> SUPPLIED TEXT:
-- Start --

The game also allows the player to add wishes such as a funeral in accordance with a particular religion of their specification, refusal of embalming, what music they would like played at their funeral, etcetera. While some options will be explored through the game, more open questions (such as religious affiliation) will be asked in an open-ended manner, allowing the player to accurately represent who they are and what they want.  

When the player has finished taking their psychopomp on their creation journey, the game ends, and the player is presented with a document containing their choices for download, including how their choices correspond to options on advanced directive forms. The choices document is not designed to be legally binding but to give the player a concrete token of the learning and introspection they have undertaken over their playthrough.  

This game takes its cues from McGonagall’s theory of using game development to improve our everyday lives and Flanagan’s idea of activist games, designed to emphasize social issues (in this case right to representation in death), education, and intervention. Through engagement with the game, the player creates a document with their choices that they can then use to establish an advanced directive and make their wishes known to their loved ones and health proxy / death care representative, thus lessening the anxieties and burdens on themselves and their loved ones in the future. In so doing, they gain concrete benefits beyond the entertainment or experiential value of the game.  

Blog Post 4: Procedures Please: Lucas Pope + Bogost

In 2013, indie developer Lucas Pope released his cult classic game Papers Please, in which the player becomes a citizen of fictional Arisotzka and is chosen by lottery to work in Border Patrol. The player must follow an increasingly complex set of rules to determine whether or not to accept or reject people trying to enter the country and make enough money to pay for rent, heat, food, and other expenses for his family. This simple and rather bleak game to me embodies Bogost’s idea of procedural rhetoric.

The rules the player faces increase in their harshness – at first, only anyone who is an Aristotzkan citizen may enter – simple enough. Then, each day, more complications are added until the player must ensure that the would be entrant has every detail on their passport valid (including gender presentation matching listed sex, appearance matching the photo, accurate country symbol on the front cover, accurate issuing city, accurate date of birth, and accurate expiration date), has a visa with every detail valid, and is not on any wanted list. If a player finds a discrepancy, then they must identify that discrepancy using their rule book and interrogate (or x-ray) the entrant before denying them. Failure to process someone by the  book results in a citation. Citations dock the player’s pay, risking them falling into debt, or their family starving or freezing to death due to lack of funds. Any of these events result in a game over.

The true story of the game happens in response to the player’s input. Each day has its own plot, yes. After the first day, there will be a terrorist attack outside of the player’s control for example. However, the predetermined plot exists more as flavor text to inform the player’s decision than as a leash pulling the player through the story. As Bogost asserts, “The imposition of rules creates expression” (7). The player is highly incentivized, not ultimately forced, to follow the rules. The player can choose to do whatever they want, (likely resulting in a game over at the end of the day), but they can also work within the game’s system to mount their small rebellions. Interestingly, this game gives the player the option to object. The player can choose to break the rules and let some people through provided that they become good enough at the game to compensate for the pay loss. The players then must choose which cases are worth fighting for. Will they help the masked people of EZIC mount their revolution? Will they let in the woman who’s husband let you know lost their passport after months of travel? Will they refuse to demean entrants whose gender expression do not match the listed sex on their passport with an invasive X-ray scan? The player creates their own story and their own moral code that they will follow and break as they see fit. The simulation gap is where the meat of this game resides.

-- End --

> TASK LIST:
A – List every passport detail that the supplied text says the player must confirm is valid before admitting an entrant.
B – Summarize the supplied text in three sentences.

> RAW DATA:
-- Start --

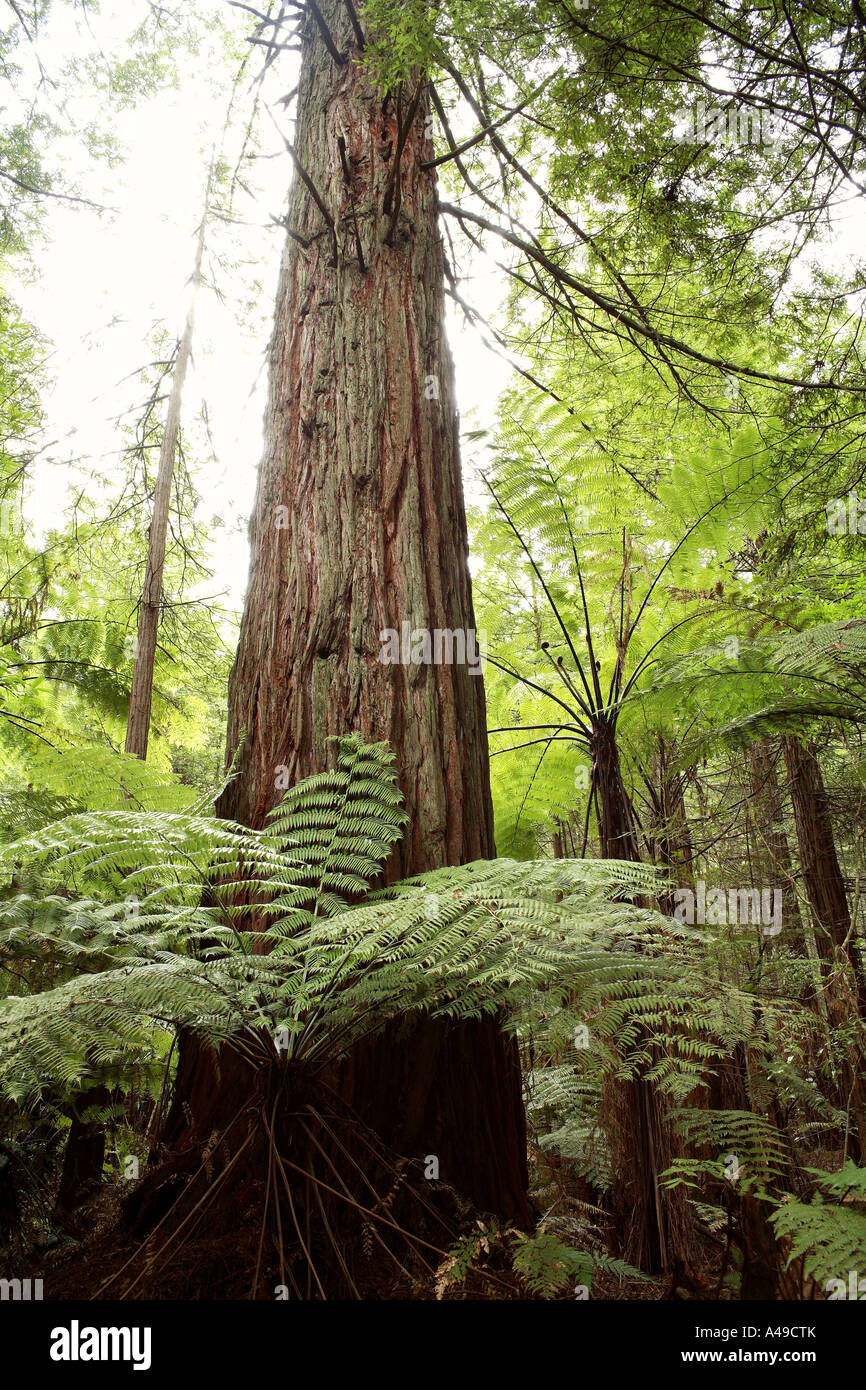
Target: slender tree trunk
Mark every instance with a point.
(840, 962)
(359, 528)
(655, 1221)
(141, 692)
(820, 868)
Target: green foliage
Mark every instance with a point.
(827, 1233)
(166, 937)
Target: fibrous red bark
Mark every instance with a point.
(357, 528)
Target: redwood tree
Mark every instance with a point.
(357, 528)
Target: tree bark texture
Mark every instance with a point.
(359, 527)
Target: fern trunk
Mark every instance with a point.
(654, 1221)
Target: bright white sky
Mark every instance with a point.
(106, 281)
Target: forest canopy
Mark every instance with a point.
(433, 644)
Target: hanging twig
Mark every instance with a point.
(323, 28)
(356, 24)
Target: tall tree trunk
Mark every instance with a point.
(766, 806)
(359, 528)
(141, 691)
(840, 962)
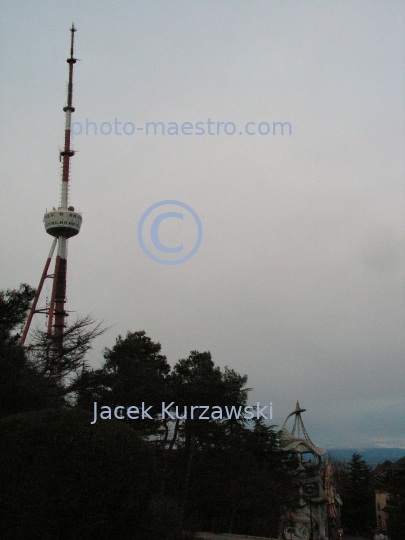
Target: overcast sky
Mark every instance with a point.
(299, 278)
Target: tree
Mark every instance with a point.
(134, 371)
(64, 478)
(358, 497)
(60, 363)
(22, 388)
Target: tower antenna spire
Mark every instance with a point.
(61, 224)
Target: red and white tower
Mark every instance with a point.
(62, 224)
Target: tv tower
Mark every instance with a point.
(62, 224)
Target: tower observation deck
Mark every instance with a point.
(62, 224)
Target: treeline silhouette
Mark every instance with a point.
(65, 478)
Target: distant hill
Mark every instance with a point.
(373, 456)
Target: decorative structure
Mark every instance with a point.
(62, 224)
(309, 520)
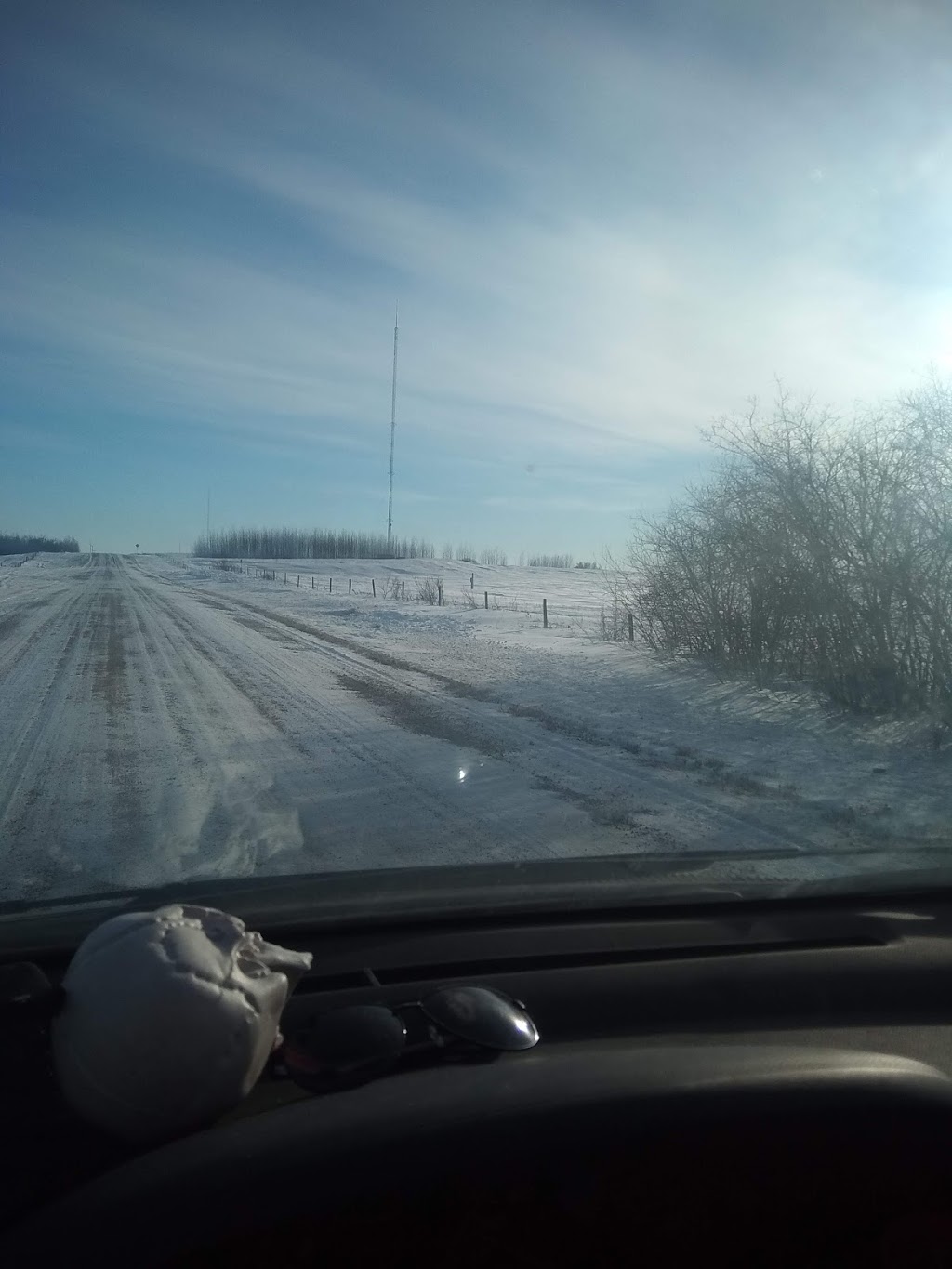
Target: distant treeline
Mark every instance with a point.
(20, 543)
(549, 562)
(309, 545)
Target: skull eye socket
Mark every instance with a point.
(250, 967)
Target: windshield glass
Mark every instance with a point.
(475, 434)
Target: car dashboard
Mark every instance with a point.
(758, 1084)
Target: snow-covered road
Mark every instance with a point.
(152, 735)
(156, 726)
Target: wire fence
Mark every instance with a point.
(580, 604)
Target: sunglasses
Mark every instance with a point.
(350, 1046)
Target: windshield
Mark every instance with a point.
(462, 434)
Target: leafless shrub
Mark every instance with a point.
(819, 549)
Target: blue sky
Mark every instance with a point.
(605, 223)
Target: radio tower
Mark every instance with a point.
(392, 433)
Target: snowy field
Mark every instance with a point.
(166, 719)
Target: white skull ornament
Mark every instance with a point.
(169, 1019)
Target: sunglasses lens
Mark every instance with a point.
(483, 1017)
(346, 1046)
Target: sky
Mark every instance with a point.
(604, 225)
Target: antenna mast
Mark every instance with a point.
(392, 433)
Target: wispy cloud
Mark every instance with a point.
(601, 233)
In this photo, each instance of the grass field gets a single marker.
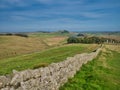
(43, 58)
(11, 46)
(103, 73)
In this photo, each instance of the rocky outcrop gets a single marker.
(47, 78)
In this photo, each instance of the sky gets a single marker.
(50, 15)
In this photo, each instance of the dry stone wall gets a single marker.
(47, 78)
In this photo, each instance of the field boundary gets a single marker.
(47, 78)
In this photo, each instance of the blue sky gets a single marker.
(81, 15)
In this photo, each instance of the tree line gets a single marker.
(88, 40)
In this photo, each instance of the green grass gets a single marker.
(43, 58)
(99, 74)
(53, 34)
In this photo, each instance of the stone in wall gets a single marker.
(48, 78)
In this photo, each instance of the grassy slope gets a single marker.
(103, 73)
(14, 45)
(43, 58)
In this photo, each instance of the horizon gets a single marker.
(52, 15)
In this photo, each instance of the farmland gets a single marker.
(41, 49)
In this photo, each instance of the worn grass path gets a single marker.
(103, 73)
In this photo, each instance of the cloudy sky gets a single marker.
(81, 15)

-- End --

> TASK-BY-TASK OUTPUTS:
A –
- Gender presentation matching the listed sex
- Appearance matching the photo
- An accurate country symbol on the front cover
- An accurate issuing city
- An accurate date of birth
- An accurate expiration date

B – A game drawing on McGonagall's and Flanagan's ideas lets the player record end-of-life wishes, such as funeral music or refusal of embalming. When it ends, the player can download a document of their choices that shows how they correspond to advanced directive options, meant not as a legally binding form but as a concrete token of their learning. Lucas Pope's 2013 game Papers Please, in which the player works Border Patrol under increasingly harsh rules, is presented as embodying Bogost's procedural rhetoric, since the player is incentivized but not forced to follow the rules and so creates their own story and moral code.